> Extracted data
[Start of Attachment]

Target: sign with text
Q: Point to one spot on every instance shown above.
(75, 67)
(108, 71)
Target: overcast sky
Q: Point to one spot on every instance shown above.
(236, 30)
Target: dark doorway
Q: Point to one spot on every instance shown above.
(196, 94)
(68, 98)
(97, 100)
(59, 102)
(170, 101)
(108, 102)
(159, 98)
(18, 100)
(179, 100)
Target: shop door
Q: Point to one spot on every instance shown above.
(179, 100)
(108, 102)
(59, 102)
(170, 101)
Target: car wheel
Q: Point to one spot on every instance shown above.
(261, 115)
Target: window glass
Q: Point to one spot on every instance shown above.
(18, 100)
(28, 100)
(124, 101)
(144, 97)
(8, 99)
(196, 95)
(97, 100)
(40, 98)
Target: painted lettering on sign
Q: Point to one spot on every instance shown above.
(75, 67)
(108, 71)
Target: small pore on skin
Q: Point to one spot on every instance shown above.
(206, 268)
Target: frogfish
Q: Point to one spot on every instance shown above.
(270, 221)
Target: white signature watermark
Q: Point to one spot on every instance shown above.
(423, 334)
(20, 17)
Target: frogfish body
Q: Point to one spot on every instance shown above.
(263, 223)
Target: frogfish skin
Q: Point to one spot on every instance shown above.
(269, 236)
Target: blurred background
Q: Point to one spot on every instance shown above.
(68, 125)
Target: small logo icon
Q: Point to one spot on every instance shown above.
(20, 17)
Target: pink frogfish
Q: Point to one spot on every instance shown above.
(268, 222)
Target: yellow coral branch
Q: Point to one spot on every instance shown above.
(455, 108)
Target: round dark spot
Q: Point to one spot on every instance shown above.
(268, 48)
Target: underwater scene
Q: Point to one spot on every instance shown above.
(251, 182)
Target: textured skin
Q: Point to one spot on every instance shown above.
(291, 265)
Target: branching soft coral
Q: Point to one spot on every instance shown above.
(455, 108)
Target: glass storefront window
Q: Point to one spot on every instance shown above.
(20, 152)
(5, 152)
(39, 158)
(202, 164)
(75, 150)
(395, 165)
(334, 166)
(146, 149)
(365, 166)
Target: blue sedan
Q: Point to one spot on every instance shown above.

[End of Attachment]

> Problem description
What lines above mention "window"? Copy each one.

> Answer for the task
Target: window glass
Target: glass storefront window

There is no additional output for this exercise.